■ GOAL OF THE EXERCISE ■
When you copy the entries, omit the images and keep every word as it is.

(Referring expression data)

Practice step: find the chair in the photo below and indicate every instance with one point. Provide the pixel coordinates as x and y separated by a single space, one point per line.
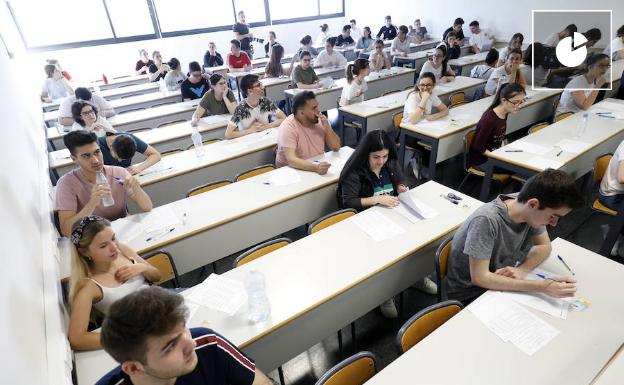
207 187
424 322
253 172
260 250
468 138
163 261
355 370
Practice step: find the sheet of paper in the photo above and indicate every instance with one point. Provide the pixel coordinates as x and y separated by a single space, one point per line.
377 226
219 293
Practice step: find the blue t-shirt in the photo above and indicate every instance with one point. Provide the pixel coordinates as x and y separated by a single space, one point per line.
219 362
108 157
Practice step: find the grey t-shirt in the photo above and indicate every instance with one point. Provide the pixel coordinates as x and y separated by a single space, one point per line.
489 233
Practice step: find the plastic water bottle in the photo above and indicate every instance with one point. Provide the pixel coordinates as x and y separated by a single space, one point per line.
259 306
101 180
197 143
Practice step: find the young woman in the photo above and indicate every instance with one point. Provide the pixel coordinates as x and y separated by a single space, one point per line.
378 59
491 127
438 66
593 78
86 117
356 86
102 271
421 101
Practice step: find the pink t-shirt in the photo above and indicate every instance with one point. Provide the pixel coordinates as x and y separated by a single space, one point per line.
73 191
307 142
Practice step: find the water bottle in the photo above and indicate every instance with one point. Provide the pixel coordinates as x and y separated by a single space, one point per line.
259 307
197 143
101 180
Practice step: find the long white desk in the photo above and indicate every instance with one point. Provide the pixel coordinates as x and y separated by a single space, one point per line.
463 351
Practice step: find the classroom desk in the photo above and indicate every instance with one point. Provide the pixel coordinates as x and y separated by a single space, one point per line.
377 112
323 282
603 136
446 135
464 351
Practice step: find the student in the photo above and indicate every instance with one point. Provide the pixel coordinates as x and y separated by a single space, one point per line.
591 80
438 65
388 31
242 35
303 75
195 86
553 39
400 44
212 58
254 113
483 71
421 101
142 65
481 39
237 60
304 135
119 149
356 86
55 86
457 27
103 270
218 100
145 332
175 77
330 58
504 240
78 195
378 59
492 126
514 43
508 73
345 39
66 117
86 117
158 69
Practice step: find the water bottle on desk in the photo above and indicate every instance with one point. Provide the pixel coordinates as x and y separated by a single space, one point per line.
259 306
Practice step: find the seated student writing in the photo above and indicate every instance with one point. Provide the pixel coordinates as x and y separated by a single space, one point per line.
438 66
78 194
103 106
421 101
303 75
492 126
145 332
218 100
504 240
304 135
195 86
330 58
103 270
508 73
119 149
356 86
254 113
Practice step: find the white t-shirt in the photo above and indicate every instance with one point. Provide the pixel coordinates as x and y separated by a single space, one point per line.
609 185
412 102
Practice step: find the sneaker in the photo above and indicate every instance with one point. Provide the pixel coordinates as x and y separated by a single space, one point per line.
388 309
426 285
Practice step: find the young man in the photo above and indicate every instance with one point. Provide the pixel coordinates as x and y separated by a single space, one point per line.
145 332
388 31
502 241
104 107
119 149
253 113
481 38
304 134
78 195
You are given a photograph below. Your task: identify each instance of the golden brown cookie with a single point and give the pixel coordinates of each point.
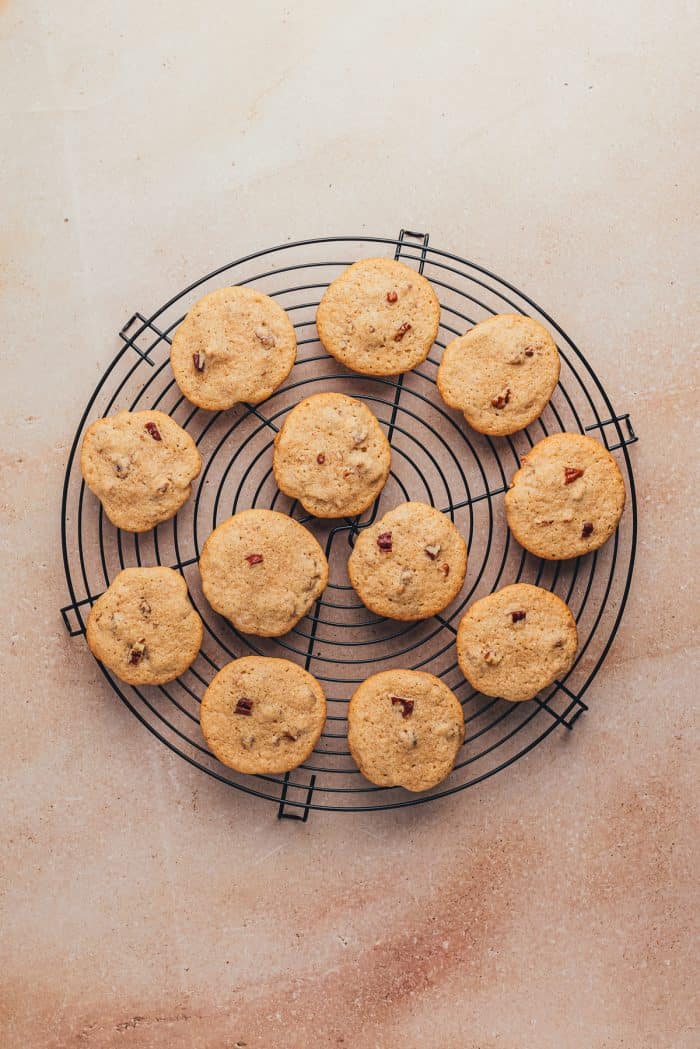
(501, 373)
(409, 564)
(515, 642)
(379, 317)
(404, 729)
(144, 627)
(235, 344)
(262, 571)
(567, 498)
(141, 465)
(332, 455)
(262, 715)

■ ANSWER SPACE ■
Practice step: find the chair in the photo below and indicate every instance with one point. Provide the pixel coordinates as x and y separated by a single space, one point per line.
207 187
424 322
253 172
260 250
468 138
163 261
355 370
Practice step: find the sheet of paper in the photo above and indicate every instance with one point. Provide the pixel coordinates as x and y separated by a single space, one point per line.
377 226
219 293
Practice step: find the blue t-shirt in the photo above and indicate every instance with one point. Provide the pixel coordinates as x and y separated by a single space, one point per line.
219 362
108 157
Practice step: find the grey t-shirt in the photo above and indicate every instance with one point. Provide the pixel coordinates as x and y separated by a single space, one point per line.
489 233
Practice step: find the plastic water bottle in the photo above and indicate every instance with one point. Provide the pixel coordinates as x and y separated by a single space, one point per line.
259 306
101 180
197 143
Practice step: find the young woman in the photo above and indicate every instance with one point. Provide the pixel coordinates as x and y separated by a single space, one point per line.
378 59
491 127
438 66
593 78
86 117
356 86
102 271
421 101
Practice step: find the pink t-shirt in the photo above and indicate every instance with one point. Provide the pixel coordinates as x and y separated by a single space, one point per line.
73 191
307 142
Practice step: find the water bottle in the photo above and indicate every instance with one point. Provide the pixel coordinates as x and y separated by a single space, one point per line.
259 307
197 143
101 180
Practice step: find the long white desk in the photo above and indicate every instance with one point. Provide the pixel coordinates as x and y separated by a single space, one point per line.
463 351
Practice step: find the classroom desk in the photo above and indicate every instance with one point. Provide the pixel coordinates as x and y separated by a single space, one point per line.
377 112
323 282
603 136
446 135
464 351
Practice step: find the student in the photo above and indicate every instance with one point. Provide the pixel coordinates as x and y separated by a single space, one point per line.
591 80
438 65
388 31
242 35
303 75
195 86
553 39
400 44
212 58
254 113
483 71
421 101
142 65
481 39
237 60
304 135
119 149
356 86
55 86
457 27
103 270
218 100
145 332
175 77
330 58
504 240
78 195
378 59
492 126
514 43
508 73
345 39
66 117
86 117
158 69
Practice step: find the water bottle on desk in the photo above and indicate every instance with one point. Provide the pixel coordinates as x and y separated by a single space, one point per line.
259 306
Practice step: find the seated student writing in the photo above and indicate every instance with one point. Provide the pixel coordinates as x and y separated by a single space, one point per line.
438 66
78 194
103 106
421 101
303 75
492 126
145 332
218 100
504 240
304 135
195 86
330 58
103 270
508 73
119 149
356 86
254 113
Practice step: find the white t-shirt in the photo above and indicate every instance with one point. Provide the pixel coordinates as x and y separated by a single space, one point per line.
609 185
412 102
Practice step: find the sneaker in the photo above and indicate every instance with one point. Provide the pixel coordinates as x and y separated by a single space, one point per line.
388 309
426 285
Practice step: find the young man in the photo above and indicate every instance with one point. Provide the pixel coordinates as x and y separated by a single space, one point per line.
145 332
388 31
502 241
104 107
119 149
253 113
481 38
304 134
78 195
You are given a photograph below. Your task: identify each instance of the golden brown cookie with a single point and give the pixel coordinates of each point.
(501, 373)
(409, 564)
(515, 642)
(379, 317)
(404, 729)
(144, 627)
(235, 344)
(262, 571)
(567, 498)
(141, 465)
(332, 455)
(262, 715)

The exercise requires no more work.